Referring expression pointing data:
◇ ◇ ◇ ◇ ◇

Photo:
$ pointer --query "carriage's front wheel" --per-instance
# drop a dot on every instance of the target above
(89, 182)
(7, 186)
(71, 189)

◇ ◇ ◇ ◇ ◇

Work request: What is needed is an exact copy of all the records above.

Exercise solution:
Photo:
$ pointer --query "carriage's front wheel" --per-instance
# drop a dot on every instance of the target above
(89, 182)
(7, 186)
(71, 189)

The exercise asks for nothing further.